- [WRITTEN EXERCISE]
Lay out every line of the data below as a numbered list, skipping blank lines and leaving out the pictures.

··· DATA FOR THIS EXERCISE

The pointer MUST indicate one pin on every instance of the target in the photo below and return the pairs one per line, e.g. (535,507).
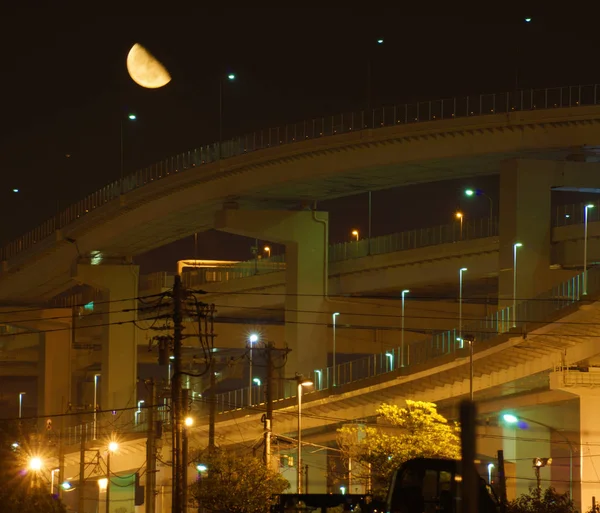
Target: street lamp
(521,422)
(460,216)
(585,216)
(230,77)
(333,316)
(252,339)
(21,394)
(302,382)
(478,192)
(516,246)
(404,292)
(460,271)
(131,117)
(112,447)
(96,376)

······

- [TASK OUTPUT]
1. The pointer MUST indicate one pin on every instance of the target in the photo below and return the pairs one per line, e.g. (535,507).
2. Target: street lamp
3. (521,422)
4. (460,216)
5. (585,216)
6. (230,77)
7. (333,316)
8. (252,339)
9. (21,394)
10. (302,382)
11. (478,192)
12. (516,246)
13. (404,292)
14. (460,271)
15. (131,117)
16. (112,447)
17. (96,376)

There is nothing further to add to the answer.